In the spring of 2019, Senior Fellows Zoe Robbin and Mariam Hassoun noticed that there were growing tensions at their university, Emory University, especially surrounding the Israeli-Palestinian conflict. These tensions displayed how fragmented the student body was on the lines of religious and racial affiliation. Zoe and Mariam had a desire to heal the fragmented campus and hoped they could provide a space where students could meet a new friend, learn about a new perspective, and take part in a new experience.
Although they were each involved in religious programs and groups on campus, they noticed a lack of interfaith exchange to engage with others about their faith traditions. Zoe was involved with the Jewish community and participated in a Jewish learning fellowship during her senior year (the Maimonides Fellowship), while Mariam was involved in the Muslim Student Association. The desire to create interfaith dialogue and friendship inspired their Action Project, the “Interfaith Coalition Dinner Series.”
They decided to develop their Action Project by working with the Emory Office of Religious and Spiritual Life, putting together a team to work with starting in Fall 2019. Student leaders at Emory University participated in a training hosted by the Emory Office of Religious and Spiritual Life about how to structure discussions around shared values.

◆ Exercise details
Transcribe the stretch of the Interfaith Coalition Dinner Series text from "Although they were" through "around shared values.".

Dataset entries
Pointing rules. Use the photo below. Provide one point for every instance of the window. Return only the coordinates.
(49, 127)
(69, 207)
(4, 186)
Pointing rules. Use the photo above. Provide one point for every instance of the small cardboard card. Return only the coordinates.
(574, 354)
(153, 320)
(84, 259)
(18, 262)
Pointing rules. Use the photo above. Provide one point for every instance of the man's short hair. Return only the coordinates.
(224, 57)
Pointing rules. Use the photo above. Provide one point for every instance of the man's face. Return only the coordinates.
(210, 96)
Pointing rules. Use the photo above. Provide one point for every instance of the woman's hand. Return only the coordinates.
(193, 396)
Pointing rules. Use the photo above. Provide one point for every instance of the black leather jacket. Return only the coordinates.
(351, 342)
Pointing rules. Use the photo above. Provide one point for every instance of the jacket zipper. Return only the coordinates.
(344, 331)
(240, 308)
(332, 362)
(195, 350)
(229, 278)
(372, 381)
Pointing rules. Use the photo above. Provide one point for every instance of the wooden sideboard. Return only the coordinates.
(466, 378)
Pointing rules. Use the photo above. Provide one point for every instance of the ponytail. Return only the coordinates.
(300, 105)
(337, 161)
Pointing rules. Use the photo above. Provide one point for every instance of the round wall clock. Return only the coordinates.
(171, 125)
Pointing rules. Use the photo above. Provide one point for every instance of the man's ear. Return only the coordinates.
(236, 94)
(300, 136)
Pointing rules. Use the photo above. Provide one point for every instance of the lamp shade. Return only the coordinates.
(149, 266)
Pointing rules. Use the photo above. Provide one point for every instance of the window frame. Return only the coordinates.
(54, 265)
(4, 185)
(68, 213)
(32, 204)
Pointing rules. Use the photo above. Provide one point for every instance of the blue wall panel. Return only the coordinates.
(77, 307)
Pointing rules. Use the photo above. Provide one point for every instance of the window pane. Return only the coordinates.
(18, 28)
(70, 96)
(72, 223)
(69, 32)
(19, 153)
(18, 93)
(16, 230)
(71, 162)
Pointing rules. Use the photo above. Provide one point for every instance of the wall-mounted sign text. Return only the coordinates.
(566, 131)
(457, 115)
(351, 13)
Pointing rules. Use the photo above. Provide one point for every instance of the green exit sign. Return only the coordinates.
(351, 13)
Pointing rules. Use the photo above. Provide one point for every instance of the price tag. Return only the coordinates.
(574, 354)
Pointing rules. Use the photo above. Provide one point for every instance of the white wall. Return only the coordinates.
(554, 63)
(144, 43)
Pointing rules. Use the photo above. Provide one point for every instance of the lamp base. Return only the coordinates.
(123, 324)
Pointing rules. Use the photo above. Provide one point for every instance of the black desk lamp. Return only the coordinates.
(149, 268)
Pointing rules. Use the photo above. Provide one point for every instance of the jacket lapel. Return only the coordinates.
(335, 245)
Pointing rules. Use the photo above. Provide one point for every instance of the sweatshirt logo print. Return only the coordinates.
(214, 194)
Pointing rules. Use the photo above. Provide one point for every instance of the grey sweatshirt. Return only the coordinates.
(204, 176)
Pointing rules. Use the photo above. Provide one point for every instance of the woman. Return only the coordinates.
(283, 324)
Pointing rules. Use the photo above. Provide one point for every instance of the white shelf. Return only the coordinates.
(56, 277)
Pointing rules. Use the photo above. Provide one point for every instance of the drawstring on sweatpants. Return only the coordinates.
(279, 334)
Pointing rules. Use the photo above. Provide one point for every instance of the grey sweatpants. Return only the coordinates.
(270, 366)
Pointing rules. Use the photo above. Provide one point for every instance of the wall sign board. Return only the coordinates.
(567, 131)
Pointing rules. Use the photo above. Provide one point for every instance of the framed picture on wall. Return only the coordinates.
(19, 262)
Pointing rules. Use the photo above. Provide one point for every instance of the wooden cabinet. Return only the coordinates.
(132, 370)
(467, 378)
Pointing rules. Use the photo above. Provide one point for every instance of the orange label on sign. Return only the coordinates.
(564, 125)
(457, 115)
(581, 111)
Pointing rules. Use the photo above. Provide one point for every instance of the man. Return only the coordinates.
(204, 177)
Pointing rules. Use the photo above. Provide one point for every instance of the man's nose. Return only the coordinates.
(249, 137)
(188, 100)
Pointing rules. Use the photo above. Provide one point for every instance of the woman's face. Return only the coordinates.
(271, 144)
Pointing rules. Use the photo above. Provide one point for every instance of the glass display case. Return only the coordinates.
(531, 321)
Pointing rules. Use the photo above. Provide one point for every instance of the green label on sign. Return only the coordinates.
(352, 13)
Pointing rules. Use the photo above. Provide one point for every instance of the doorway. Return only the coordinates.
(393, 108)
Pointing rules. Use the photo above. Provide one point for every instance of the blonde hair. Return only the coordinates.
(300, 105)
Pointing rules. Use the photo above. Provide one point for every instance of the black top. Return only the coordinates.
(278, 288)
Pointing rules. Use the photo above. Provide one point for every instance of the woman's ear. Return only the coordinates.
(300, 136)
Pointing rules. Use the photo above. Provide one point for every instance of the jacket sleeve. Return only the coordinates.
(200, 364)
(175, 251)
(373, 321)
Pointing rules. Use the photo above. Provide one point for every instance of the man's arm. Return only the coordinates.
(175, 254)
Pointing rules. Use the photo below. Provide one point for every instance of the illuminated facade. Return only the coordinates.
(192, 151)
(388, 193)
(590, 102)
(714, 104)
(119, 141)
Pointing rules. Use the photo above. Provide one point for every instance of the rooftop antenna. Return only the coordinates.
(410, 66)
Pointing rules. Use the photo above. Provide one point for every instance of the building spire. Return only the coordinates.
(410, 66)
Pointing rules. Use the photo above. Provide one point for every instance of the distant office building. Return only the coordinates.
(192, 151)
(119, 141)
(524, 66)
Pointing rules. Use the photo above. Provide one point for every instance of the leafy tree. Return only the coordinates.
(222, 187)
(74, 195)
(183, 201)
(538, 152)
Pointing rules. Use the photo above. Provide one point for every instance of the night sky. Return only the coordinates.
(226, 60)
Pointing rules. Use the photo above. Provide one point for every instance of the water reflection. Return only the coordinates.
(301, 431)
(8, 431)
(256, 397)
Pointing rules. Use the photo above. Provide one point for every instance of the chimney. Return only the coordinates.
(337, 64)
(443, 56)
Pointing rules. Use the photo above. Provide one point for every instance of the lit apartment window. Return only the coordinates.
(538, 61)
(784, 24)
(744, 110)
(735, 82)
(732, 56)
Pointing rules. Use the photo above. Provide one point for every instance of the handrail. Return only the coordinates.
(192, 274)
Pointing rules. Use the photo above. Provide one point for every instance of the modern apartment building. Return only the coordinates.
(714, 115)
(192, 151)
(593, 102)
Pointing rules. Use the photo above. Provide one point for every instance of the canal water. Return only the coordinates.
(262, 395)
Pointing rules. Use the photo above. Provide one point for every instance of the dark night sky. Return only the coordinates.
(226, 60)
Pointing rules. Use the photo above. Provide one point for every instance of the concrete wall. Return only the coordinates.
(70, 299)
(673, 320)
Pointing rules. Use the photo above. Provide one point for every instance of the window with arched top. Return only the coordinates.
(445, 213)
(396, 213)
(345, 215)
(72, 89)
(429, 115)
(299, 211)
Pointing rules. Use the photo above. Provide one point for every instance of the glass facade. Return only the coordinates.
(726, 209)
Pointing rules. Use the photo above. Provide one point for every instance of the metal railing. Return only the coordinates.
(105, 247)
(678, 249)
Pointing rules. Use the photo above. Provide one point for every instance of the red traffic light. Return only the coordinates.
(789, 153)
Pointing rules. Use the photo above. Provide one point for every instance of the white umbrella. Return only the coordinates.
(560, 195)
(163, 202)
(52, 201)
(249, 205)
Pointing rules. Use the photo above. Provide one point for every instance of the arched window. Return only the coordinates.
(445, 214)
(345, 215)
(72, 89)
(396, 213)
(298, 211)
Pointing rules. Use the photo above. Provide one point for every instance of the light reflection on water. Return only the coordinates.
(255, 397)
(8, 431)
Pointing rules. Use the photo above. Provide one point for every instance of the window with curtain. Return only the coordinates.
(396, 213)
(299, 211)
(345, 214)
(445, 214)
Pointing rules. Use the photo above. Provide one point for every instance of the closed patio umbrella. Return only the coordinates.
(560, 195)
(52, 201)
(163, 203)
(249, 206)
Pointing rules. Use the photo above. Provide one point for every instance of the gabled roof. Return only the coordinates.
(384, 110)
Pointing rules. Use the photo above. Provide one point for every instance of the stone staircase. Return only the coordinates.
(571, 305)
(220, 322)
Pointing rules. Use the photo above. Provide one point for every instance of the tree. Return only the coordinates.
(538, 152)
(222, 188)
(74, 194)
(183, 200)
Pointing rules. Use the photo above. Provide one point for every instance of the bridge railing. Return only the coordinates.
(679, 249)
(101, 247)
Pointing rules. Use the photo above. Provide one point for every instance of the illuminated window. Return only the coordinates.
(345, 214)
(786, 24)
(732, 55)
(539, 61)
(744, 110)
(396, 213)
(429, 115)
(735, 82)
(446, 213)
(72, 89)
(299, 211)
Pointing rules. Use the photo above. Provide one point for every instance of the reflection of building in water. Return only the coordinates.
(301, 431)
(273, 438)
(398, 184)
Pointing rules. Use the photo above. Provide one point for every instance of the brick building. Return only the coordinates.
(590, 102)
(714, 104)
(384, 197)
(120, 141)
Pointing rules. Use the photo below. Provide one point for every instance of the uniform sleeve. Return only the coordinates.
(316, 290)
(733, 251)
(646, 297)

◆ Task result
Although they were each involved in religious programs and groups on campus, they noticed a lack of interfaith exchange to engage with others about their faith traditions. Zoe was involved with the Jewish community and participated in a Jewish learning fellowship during her senior year (the Maimonides Fellowship), while Mariam was involved in the Muslim Student Association. The desire to create interfaith dialogue and friendship inspired their Action Project, the “Interfaith Coalition Dinner Series.”
They decided to develop their Action Project by working with the Emory Office of Religious and Spiritual Life, putting together a team to work with starting in Fall 2019. Student leaders at Emory University participated in a training hosted by the Emory Office of Religious and Spiritual Life about how to structure discussions around shared values.